» JOB: Convert everything from the line containing "For the benchmark, mark every instance of the saddle" down to the end of the items into a Markdown table with the columns Row and Line. Number each line in order and leave out any blank lines.

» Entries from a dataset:
--*--
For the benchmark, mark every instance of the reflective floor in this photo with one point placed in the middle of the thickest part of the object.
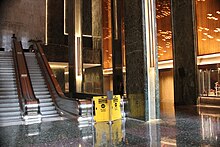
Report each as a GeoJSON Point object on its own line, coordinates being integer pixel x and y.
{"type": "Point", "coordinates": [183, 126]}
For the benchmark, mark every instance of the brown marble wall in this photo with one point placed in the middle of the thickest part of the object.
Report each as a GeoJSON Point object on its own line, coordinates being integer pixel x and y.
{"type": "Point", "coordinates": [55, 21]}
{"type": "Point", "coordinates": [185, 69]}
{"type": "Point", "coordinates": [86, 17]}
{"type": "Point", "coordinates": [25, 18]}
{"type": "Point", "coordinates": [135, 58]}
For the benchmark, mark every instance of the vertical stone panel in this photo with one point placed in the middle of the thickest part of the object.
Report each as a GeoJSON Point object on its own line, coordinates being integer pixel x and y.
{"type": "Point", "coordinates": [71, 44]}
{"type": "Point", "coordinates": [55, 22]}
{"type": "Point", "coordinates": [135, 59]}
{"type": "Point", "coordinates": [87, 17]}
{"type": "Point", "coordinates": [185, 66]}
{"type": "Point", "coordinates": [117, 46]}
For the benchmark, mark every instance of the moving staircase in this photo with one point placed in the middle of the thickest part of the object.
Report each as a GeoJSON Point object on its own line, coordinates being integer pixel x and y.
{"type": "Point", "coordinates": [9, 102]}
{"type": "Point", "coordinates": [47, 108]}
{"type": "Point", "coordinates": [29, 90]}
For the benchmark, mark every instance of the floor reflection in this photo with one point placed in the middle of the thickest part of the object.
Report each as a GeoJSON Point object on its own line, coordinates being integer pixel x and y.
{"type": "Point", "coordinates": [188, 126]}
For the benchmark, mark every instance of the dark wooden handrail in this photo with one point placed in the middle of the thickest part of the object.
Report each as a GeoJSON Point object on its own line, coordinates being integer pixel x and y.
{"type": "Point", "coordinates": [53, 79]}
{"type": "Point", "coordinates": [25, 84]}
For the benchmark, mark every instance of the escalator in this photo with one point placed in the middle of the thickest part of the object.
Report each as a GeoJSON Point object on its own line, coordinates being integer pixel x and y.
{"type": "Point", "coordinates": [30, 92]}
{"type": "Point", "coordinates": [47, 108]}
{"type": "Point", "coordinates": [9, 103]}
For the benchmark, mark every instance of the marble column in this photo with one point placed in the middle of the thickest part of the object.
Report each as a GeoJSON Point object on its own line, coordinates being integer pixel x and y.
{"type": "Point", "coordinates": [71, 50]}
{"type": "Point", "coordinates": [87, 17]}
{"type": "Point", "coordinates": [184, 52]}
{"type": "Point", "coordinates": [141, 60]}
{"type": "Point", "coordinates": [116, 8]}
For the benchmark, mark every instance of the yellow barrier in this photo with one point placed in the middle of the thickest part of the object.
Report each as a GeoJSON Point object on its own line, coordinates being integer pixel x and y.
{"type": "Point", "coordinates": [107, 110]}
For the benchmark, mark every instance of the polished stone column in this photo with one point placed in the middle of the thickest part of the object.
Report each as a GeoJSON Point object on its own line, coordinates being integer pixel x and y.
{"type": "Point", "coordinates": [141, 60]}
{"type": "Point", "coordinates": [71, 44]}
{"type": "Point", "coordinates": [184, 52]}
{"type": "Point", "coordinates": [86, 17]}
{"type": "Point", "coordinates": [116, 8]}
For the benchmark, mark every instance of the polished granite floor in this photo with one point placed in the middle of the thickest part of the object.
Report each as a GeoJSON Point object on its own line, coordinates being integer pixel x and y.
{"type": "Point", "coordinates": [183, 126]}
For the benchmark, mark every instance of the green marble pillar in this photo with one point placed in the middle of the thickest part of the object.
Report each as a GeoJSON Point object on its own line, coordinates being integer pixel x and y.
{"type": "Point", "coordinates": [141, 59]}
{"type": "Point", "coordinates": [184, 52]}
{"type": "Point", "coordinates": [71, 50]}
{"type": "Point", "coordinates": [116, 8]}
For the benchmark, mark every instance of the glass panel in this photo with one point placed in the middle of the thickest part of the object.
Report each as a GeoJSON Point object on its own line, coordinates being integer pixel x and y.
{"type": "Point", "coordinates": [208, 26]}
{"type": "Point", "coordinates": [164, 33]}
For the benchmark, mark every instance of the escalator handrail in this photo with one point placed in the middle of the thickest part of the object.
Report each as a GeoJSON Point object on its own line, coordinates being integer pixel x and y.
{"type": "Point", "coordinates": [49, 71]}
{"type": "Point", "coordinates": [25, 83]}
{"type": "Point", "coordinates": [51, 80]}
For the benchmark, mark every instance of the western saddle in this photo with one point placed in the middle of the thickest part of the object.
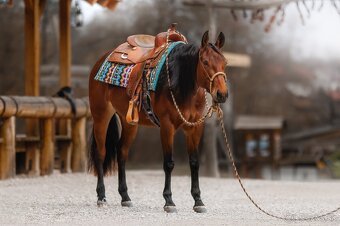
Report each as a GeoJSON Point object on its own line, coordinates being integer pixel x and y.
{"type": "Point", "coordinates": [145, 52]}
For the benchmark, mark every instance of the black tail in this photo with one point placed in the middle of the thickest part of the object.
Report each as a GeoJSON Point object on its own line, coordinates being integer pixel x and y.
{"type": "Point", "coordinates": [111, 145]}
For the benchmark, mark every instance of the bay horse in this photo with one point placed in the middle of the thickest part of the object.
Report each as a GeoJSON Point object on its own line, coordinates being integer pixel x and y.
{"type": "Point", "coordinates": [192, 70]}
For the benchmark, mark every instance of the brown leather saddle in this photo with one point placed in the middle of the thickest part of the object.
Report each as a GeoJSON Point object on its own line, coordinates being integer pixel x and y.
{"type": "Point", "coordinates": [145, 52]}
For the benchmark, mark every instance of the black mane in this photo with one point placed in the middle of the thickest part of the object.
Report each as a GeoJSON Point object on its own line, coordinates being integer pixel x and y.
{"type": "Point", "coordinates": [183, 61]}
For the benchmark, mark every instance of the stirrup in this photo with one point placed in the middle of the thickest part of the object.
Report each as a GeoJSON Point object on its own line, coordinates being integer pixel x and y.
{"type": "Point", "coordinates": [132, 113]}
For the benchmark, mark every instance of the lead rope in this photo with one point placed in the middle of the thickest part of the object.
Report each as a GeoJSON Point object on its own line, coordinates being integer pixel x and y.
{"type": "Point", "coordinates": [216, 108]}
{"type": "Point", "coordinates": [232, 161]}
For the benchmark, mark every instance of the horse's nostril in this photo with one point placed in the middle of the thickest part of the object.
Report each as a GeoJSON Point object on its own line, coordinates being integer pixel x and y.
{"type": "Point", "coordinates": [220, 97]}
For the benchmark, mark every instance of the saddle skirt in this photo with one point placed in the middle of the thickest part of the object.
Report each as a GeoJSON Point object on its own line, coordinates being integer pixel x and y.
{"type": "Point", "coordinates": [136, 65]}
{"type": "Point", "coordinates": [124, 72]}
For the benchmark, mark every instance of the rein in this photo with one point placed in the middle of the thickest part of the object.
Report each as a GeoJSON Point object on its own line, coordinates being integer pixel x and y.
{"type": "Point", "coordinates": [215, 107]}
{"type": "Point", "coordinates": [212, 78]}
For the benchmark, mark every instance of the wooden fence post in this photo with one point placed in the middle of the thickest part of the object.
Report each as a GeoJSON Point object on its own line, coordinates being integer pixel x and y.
--*--
» RESULT OF THE EXERCISE:
| Row | Line |
|---|---|
| 1 | For the benchmark, mark every instance of the saddle skirt in this photo with one point placed in the middle of the thickest part of the object. |
| 2 | Report each as a GeoJSON Point object on its own line, coordinates being integer pixel x and y. |
| 3 | {"type": "Point", "coordinates": [136, 65]} |
| 4 | {"type": "Point", "coordinates": [124, 72]} |
| 5 | For the benchmark, mark every instance of the rein in this photo with one point placed in the middle of the thickest part of the object. |
| 6 | Report each as a GeoJSON Point object on its own line, coordinates being integer pixel x and y. |
| 7 | {"type": "Point", "coordinates": [215, 107]} |
| 8 | {"type": "Point", "coordinates": [212, 78]} |
| 9 | For the benchmark, mark every instance of the wooden fence post in this photo with one point placed in the middle of the thickest part of the object. |
| 10 | Report each as a GeoJSON Point object on its own line, coordinates being integer pixel x and y. |